Task set:
1 – Translate this sentence from the editorial into Spanish: "Given the remarks, the United States does not appear to pin high hopes on the Beijing meeting."
2 – Output the editorial word for word from "As a U.S. State" to "commitments to denuclearization.".
3 – According to the editorial, on what date did North Korean leader Kim Jong-il die?

The United States is set to hold talks with North Korea in Beijing next Thursday, the third of their kind aimed at restarting the stalled six-nation negotiations on North Korea’s nuclear weapons program.
As a U.S. State Department spokeswoman put it, the talks are “a continuation of the meetings” that the United States has been holding with an evasive, cunning North Korea to see if it is prepared to fulfill its past commitments to denuclearization.
Given the remarks, the United States does not appear to pin high hopes on the Beijing meeting. But it cannot be blamed for its lack of enthusiasm, given that the meet is basically talks about talks, not about substance. Reopening the six-way disarmament talks is one thing, and producing tangible results is quite another.
But the forthcoming round of talks, the first to be held since North Korean leader Kim Jong-il died on Dec. 17, may prove to be more than a mere continuation its tiresome predecessors. Instead, it may provide the United States with an opportunity to determine where the post-Kim North is headed on the issue of denuclearization.

Provided records:
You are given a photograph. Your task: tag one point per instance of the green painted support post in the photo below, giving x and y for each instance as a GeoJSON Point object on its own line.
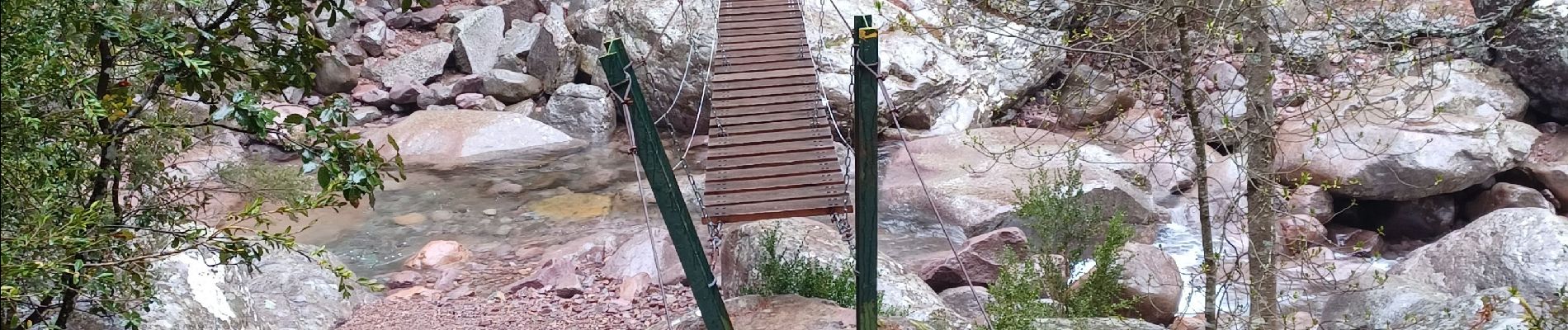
{"type": "Point", "coordinates": [866, 296]}
{"type": "Point", "coordinates": [662, 179]}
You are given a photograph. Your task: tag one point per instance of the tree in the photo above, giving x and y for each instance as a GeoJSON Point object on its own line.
{"type": "Point", "coordinates": [97, 102]}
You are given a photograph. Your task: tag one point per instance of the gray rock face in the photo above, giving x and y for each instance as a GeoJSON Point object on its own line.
{"type": "Point", "coordinates": [582, 111]}
{"type": "Point", "coordinates": [1089, 97]}
{"type": "Point", "coordinates": [333, 74]}
{"type": "Point", "coordinates": [376, 38]}
{"type": "Point", "coordinates": [414, 66]}
{"type": "Point", "coordinates": [552, 57]}
{"type": "Point", "coordinates": [475, 40]}
{"type": "Point", "coordinates": [419, 19]}
{"type": "Point", "coordinates": [1311, 200]}
{"type": "Point", "coordinates": [287, 291]}
{"type": "Point", "coordinates": [472, 141]}
{"type": "Point", "coordinates": [1153, 279]}
{"type": "Point", "coordinates": [405, 92]}
{"type": "Point", "coordinates": [510, 87]}
{"type": "Point", "coordinates": [900, 288]}
{"type": "Point", "coordinates": [1520, 248]}
{"type": "Point", "coordinates": [980, 255]}
{"type": "Point", "coordinates": [1504, 196]}
{"type": "Point", "coordinates": [1536, 50]}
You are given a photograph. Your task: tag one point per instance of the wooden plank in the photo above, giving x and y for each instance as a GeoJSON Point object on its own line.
{"type": "Point", "coordinates": [772, 160]}
{"type": "Point", "coordinates": [720, 78]}
{"type": "Point", "coordinates": [759, 59]}
{"type": "Point", "coordinates": [766, 91]}
{"type": "Point", "coordinates": [773, 183]}
{"type": "Point", "coordinates": [758, 8]}
{"type": "Point", "coordinates": [767, 108]}
{"type": "Point", "coordinates": [799, 50]}
{"type": "Point", "coordinates": [791, 16]}
{"type": "Point", "coordinates": [766, 101]}
{"type": "Point", "coordinates": [754, 2]}
{"type": "Point", "coordinates": [753, 31]}
{"type": "Point", "coordinates": [764, 118]}
{"type": "Point", "coordinates": [761, 45]}
{"type": "Point", "coordinates": [764, 66]}
{"type": "Point", "coordinates": [773, 196]}
{"type": "Point", "coordinates": [767, 36]}
{"type": "Point", "coordinates": [777, 127]}
{"type": "Point", "coordinates": [784, 136]}
{"type": "Point", "coordinates": [745, 3]}
{"type": "Point", "coordinates": [764, 83]}
{"type": "Point", "coordinates": [777, 210]}
{"type": "Point", "coordinates": [759, 24]}
{"type": "Point", "coordinates": [770, 149]}
{"type": "Point", "coordinates": [777, 171]}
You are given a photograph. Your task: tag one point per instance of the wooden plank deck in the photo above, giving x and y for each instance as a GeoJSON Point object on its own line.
{"type": "Point", "coordinates": [770, 153]}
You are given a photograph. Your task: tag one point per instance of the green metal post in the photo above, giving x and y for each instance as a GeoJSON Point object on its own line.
{"type": "Point", "coordinates": [651, 152]}
{"type": "Point", "coordinates": [866, 302]}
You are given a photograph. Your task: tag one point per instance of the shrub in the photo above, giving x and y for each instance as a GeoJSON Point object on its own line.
{"type": "Point", "coordinates": [1084, 235]}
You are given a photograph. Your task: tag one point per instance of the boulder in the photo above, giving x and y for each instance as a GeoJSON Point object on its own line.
{"type": "Point", "coordinates": [364, 115]}
{"type": "Point", "coordinates": [376, 38]}
{"type": "Point", "coordinates": [408, 92]}
{"type": "Point", "coordinates": [465, 138]}
{"type": "Point", "coordinates": [282, 291]}
{"type": "Point", "coordinates": [1520, 248]}
{"type": "Point", "coordinates": [582, 111]}
{"type": "Point", "coordinates": [439, 254]}
{"type": "Point", "coordinates": [1397, 304]}
{"type": "Point", "coordinates": [805, 238]}
{"type": "Point", "coordinates": [794, 314]}
{"type": "Point", "coordinates": [414, 66]}
{"type": "Point", "coordinates": [1534, 50]}
{"type": "Point", "coordinates": [1311, 200]}
{"type": "Point", "coordinates": [1151, 279]}
{"type": "Point", "coordinates": [515, 12]}
{"type": "Point", "coordinates": [552, 59]}
{"type": "Point", "coordinates": [968, 302]}
{"type": "Point", "coordinates": [557, 276]}
{"type": "Point", "coordinates": [634, 286]}
{"type": "Point", "coordinates": [333, 74]}
{"type": "Point", "coordinates": [477, 38]}
{"type": "Point", "coordinates": [1089, 97]}
{"type": "Point", "coordinates": [510, 87]}
{"type": "Point", "coordinates": [1222, 115]}
{"type": "Point", "coordinates": [421, 19]}
{"type": "Point", "coordinates": [374, 96]}
{"type": "Point", "coordinates": [1355, 241]}
{"type": "Point", "coordinates": [1366, 155]}
{"type": "Point", "coordinates": [405, 279]}
{"type": "Point", "coordinates": [1504, 196]}
{"type": "Point", "coordinates": [972, 177]}
{"type": "Point", "coordinates": [1095, 324]}
{"type": "Point", "coordinates": [1421, 219]}
{"type": "Point", "coordinates": [1299, 232]}
{"type": "Point", "coordinates": [980, 255]}
{"type": "Point", "coordinates": [639, 257]}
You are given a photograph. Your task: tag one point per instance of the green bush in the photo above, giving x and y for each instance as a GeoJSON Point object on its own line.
{"type": "Point", "coordinates": [786, 272]}
{"type": "Point", "coordinates": [1076, 230]}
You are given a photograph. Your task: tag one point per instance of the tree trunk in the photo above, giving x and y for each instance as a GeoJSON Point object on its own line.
{"type": "Point", "coordinates": [1258, 141]}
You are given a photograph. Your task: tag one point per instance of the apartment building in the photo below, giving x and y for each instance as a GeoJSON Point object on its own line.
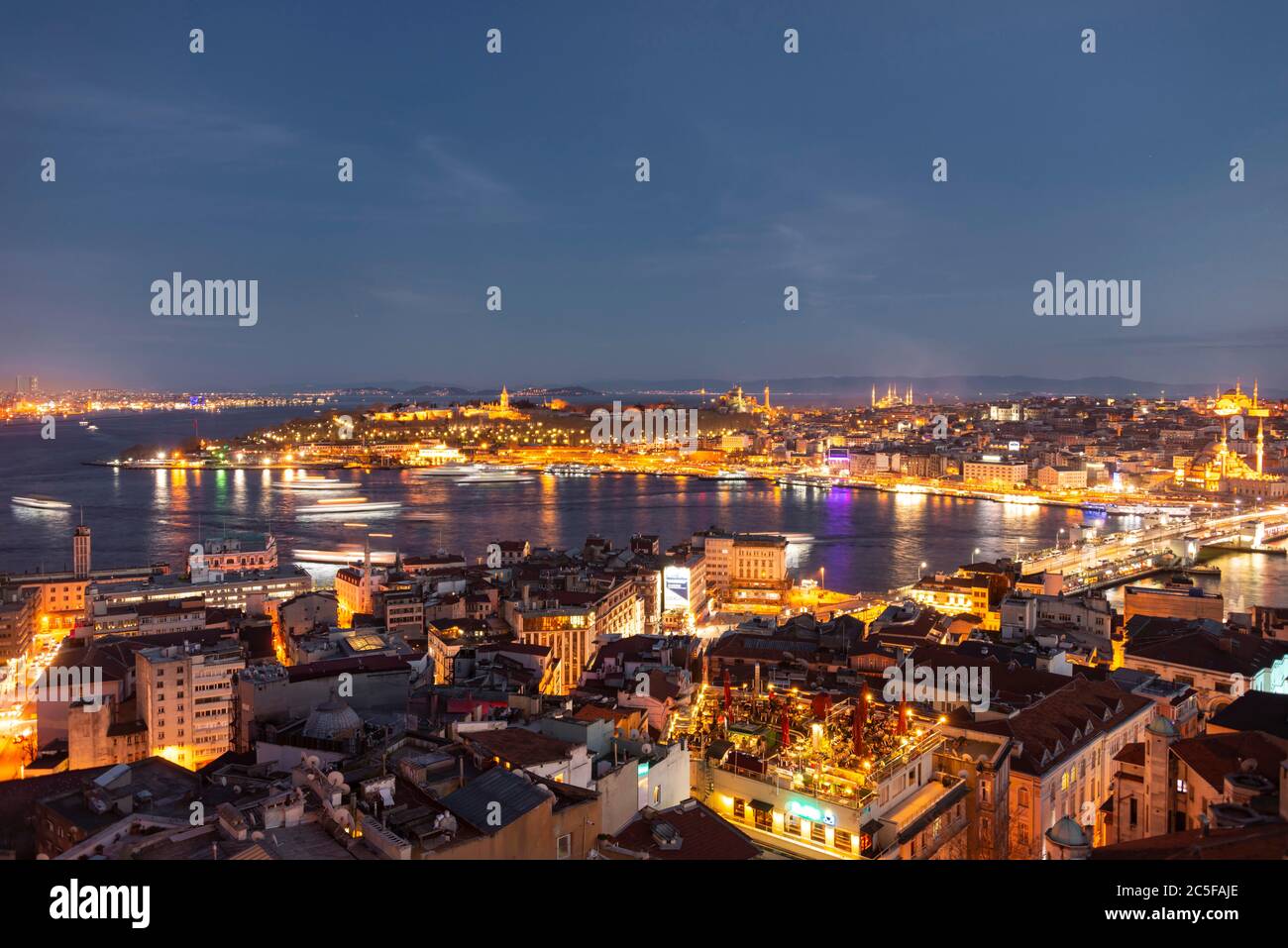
{"type": "Point", "coordinates": [185, 697]}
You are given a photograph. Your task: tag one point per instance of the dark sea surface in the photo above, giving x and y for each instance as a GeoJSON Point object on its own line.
{"type": "Point", "coordinates": [864, 540]}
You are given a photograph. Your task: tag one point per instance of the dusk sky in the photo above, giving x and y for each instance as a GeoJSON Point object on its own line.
{"type": "Point", "coordinates": [518, 170]}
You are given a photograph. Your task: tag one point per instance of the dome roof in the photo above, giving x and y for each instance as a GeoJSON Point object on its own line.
{"type": "Point", "coordinates": [1067, 832]}
{"type": "Point", "coordinates": [1162, 727]}
{"type": "Point", "coordinates": [333, 720]}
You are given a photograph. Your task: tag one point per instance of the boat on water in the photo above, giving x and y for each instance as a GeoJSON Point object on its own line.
{"type": "Point", "coordinates": [447, 471]}
{"type": "Point", "coordinates": [496, 475]}
{"type": "Point", "coordinates": [40, 502]}
{"type": "Point", "coordinates": [574, 471]}
{"type": "Point", "coordinates": [310, 481]}
{"type": "Point", "coordinates": [348, 505]}
{"type": "Point", "coordinates": [380, 558]}
{"type": "Point", "coordinates": [1144, 509]}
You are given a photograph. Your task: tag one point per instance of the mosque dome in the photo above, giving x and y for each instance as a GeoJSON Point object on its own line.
{"type": "Point", "coordinates": [333, 720]}
{"type": "Point", "coordinates": [1067, 832]}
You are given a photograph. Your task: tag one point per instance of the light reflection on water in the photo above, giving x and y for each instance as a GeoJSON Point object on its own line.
{"type": "Point", "coordinates": [864, 540]}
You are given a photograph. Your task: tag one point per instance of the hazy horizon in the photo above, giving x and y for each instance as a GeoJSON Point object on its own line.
{"type": "Point", "coordinates": [518, 170]}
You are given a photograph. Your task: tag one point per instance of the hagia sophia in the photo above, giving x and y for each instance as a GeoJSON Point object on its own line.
{"type": "Point", "coordinates": [498, 410]}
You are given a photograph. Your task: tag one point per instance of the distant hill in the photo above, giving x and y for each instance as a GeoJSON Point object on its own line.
{"type": "Point", "coordinates": [965, 386]}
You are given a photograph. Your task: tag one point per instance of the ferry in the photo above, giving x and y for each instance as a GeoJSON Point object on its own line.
{"type": "Point", "coordinates": [447, 471]}
{"type": "Point", "coordinates": [380, 558]}
{"type": "Point", "coordinates": [40, 502]}
{"type": "Point", "coordinates": [310, 481]}
{"type": "Point", "coordinates": [574, 471]}
{"type": "Point", "coordinates": [348, 505]}
{"type": "Point", "coordinates": [1144, 509]}
{"type": "Point", "coordinates": [496, 475]}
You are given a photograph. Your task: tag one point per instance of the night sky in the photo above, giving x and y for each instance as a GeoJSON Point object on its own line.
{"type": "Point", "coordinates": [518, 170]}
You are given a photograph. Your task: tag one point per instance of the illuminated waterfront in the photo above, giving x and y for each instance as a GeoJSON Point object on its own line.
{"type": "Point", "coordinates": [864, 540]}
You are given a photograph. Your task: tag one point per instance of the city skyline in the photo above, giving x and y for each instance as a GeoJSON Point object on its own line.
{"type": "Point", "coordinates": [518, 170]}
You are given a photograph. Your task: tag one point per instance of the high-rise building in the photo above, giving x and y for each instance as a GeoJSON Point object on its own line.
{"type": "Point", "coordinates": [185, 697]}
{"type": "Point", "coordinates": [80, 552]}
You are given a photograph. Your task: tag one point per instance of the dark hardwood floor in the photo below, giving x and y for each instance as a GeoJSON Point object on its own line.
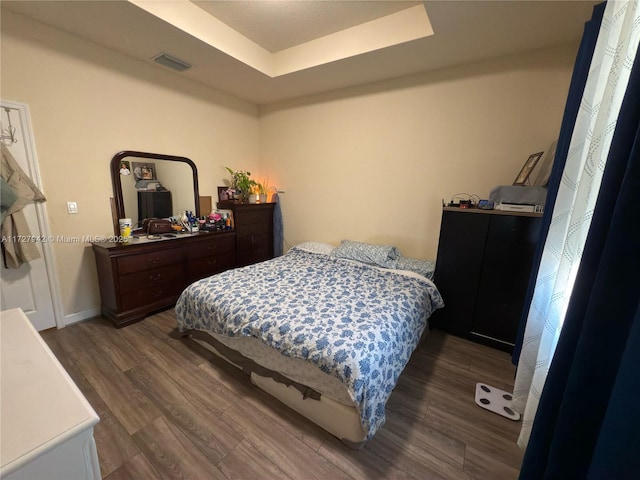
{"type": "Point", "coordinates": [170, 410]}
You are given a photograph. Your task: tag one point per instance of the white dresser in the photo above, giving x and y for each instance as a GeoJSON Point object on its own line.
{"type": "Point", "coordinates": [46, 424]}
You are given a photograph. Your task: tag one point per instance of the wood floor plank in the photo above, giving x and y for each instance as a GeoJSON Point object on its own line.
{"type": "Point", "coordinates": [113, 344]}
{"type": "Point", "coordinates": [293, 457]}
{"type": "Point", "coordinates": [467, 431]}
{"type": "Point", "coordinates": [413, 457]}
{"type": "Point", "coordinates": [127, 403]}
{"type": "Point", "coordinates": [136, 468]}
{"type": "Point", "coordinates": [161, 401]}
{"type": "Point", "coordinates": [171, 358]}
{"type": "Point", "coordinates": [172, 454]}
{"type": "Point", "coordinates": [246, 462]}
{"type": "Point", "coordinates": [480, 465]}
{"type": "Point", "coordinates": [361, 464]}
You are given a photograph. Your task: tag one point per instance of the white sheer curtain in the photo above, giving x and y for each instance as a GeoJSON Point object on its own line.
{"type": "Point", "coordinates": [616, 48]}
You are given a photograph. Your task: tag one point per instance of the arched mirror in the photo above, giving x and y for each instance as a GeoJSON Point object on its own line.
{"type": "Point", "coordinates": [153, 185]}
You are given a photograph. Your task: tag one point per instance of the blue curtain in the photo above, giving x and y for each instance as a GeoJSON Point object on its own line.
{"type": "Point", "coordinates": [576, 89]}
{"type": "Point", "coordinates": [588, 420]}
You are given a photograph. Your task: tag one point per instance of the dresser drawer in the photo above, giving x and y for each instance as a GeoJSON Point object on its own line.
{"type": "Point", "coordinates": [150, 278]}
{"type": "Point", "coordinates": [254, 217]}
{"type": "Point", "coordinates": [217, 246]}
{"type": "Point", "coordinates": [146, 261]}
{"type": "Point", "coordinates": [207, 266]}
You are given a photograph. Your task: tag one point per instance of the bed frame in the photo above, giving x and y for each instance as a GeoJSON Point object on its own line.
{"type": "Point", "coordinates": [336, 418]}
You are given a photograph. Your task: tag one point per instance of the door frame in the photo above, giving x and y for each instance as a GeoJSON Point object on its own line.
{"type": "Point", "coordinates": [41, 210]}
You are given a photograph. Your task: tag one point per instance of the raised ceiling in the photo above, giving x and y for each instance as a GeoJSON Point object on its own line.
{"type": "Point", "coordinates": [268, 51]}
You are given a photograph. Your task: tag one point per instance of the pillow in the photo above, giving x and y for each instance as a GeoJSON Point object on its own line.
{"type": "Point", "coordinates": [422, 267]}
{"type": "Point", "coordinates": [316, 247]}
{"type": "Point", "coordinates": [378, 255]}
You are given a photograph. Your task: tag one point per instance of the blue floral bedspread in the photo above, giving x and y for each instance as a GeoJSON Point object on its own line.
{"type": "Point", "coordinates": [355, 322]}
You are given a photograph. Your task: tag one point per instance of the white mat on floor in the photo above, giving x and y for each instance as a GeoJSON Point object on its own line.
{"type": "Point", "coordinates": [495, 400]}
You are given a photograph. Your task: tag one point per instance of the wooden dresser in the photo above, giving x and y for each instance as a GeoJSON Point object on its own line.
{"type": "Point", "coordinates": [254, 231]}
{"type": "Point", "coordinates": [482, 271]}
{"type": "Point", "coordinates": [142, 276]}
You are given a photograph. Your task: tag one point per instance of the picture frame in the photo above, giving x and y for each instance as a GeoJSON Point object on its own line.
{"type": "Point", "coordinates": [144, 170]}
{"type": "Point", "coordinates": [223, 195]}
{"type": "Point", "coordinates": [527, 168]}
{"type": "Point", "coordinates": [125, 167]}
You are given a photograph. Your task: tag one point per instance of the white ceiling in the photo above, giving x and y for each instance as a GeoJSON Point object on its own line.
{"type": "Point", "coordinates": [270, 50]}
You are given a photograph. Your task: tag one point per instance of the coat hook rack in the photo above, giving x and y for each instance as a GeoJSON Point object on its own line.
{"type": "Point", "coordinates": [10, 132]}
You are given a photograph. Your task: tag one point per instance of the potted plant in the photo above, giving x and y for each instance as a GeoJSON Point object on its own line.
{"type": "Point", "coordinates": [263, 190]}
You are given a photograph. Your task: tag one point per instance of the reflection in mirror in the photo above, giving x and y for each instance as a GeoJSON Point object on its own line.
{"type": "Point", "coordinates": [152, 185]}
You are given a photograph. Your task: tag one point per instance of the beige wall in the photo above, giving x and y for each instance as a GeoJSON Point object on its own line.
{"type": "Point", "coordinates": [87, 103]}
{"type": "Point", "coordinates": [373, 163]}
{"type": "Point", "coordinates": [370, 163]}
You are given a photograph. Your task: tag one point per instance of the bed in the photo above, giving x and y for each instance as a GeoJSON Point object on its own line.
{"type": "Point", "coordinates": [326, 330]}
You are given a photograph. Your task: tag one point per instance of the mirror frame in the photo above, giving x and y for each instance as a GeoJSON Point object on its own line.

Answers to the problems:
1 – Dadas las declaraciones, Estados Unidos no parece tener grandes esperanzas puestas en la reunión de Pekín.

2 –
As a U.S. State Department spokeswoman put it, the talks are “a continuation of the meetings” that the United States has been holding with an evasive, cunning North Korea to see if it is prepared to fulfill its past commitments to denuclearization.

3 – Dec. 17